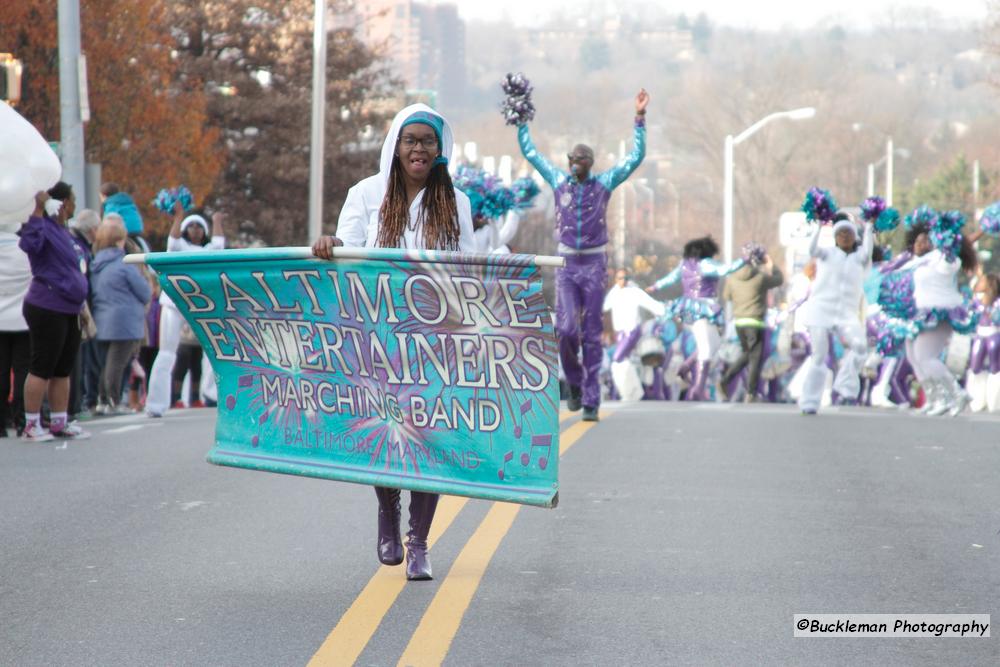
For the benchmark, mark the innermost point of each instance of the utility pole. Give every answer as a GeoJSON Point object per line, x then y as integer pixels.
{"type": "Point", "coordinates": [71, 104]}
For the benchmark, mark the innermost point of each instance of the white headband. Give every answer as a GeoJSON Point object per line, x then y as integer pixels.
{"type": "Point", "coordinates": [52, 207]}
{"type": "Point", "coordinates": [845, 224]}
{"type": "Point", "coordinates": [194, 219]}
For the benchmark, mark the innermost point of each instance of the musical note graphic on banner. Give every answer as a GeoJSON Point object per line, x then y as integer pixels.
{"type": "Point", "coordinates": [538, 441]}
{"type": "Point", "coordinates": [507, 458]}
{"type": "Point", "coordinates": [525, 409]}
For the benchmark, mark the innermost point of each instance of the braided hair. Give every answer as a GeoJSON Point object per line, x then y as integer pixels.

= = = = =

Exercise goal | Could you put each line of the rows above into a numbered list, skipping blank lines and leaving the pictures out?

Task answer |
1. For the benchmark, mark the innermost point of each instance of the utility pole. Give every answer as a GeoJSON Point object per line, x then y as integer pixels.
2. {"type": "Point", "coordinates": [71, 104]}
3. For the benchmark, mark the innermost point of each instance of the white headband. Give every answer as a GeoJSON Point object per line, x then y as integer pixels.
4. {"type": "Point", "coordinates": [52, 207]}
5. {"type": "Point", "coordinates": [845, 224]}
6. {"type": "Point", "coordinates": [194, 219]}
7. For the benchmark, mark the innermost point of each instance of the musical note graphic on banner. Give every answer as a GeoJSON Point object per line, x then y as integer pixels.
8. {"type": "Point", "coordinates": [538, 441]}
9. {"type": "Point", "coordinates": [507, 458]}
10. {"type": "Point", "coordinates": [525, 409]}
11. For the benchmark, mark the innermost point of each instance of the braided hair. Give every answer as a GeoJSON Point object per line, x then y as integer pixels.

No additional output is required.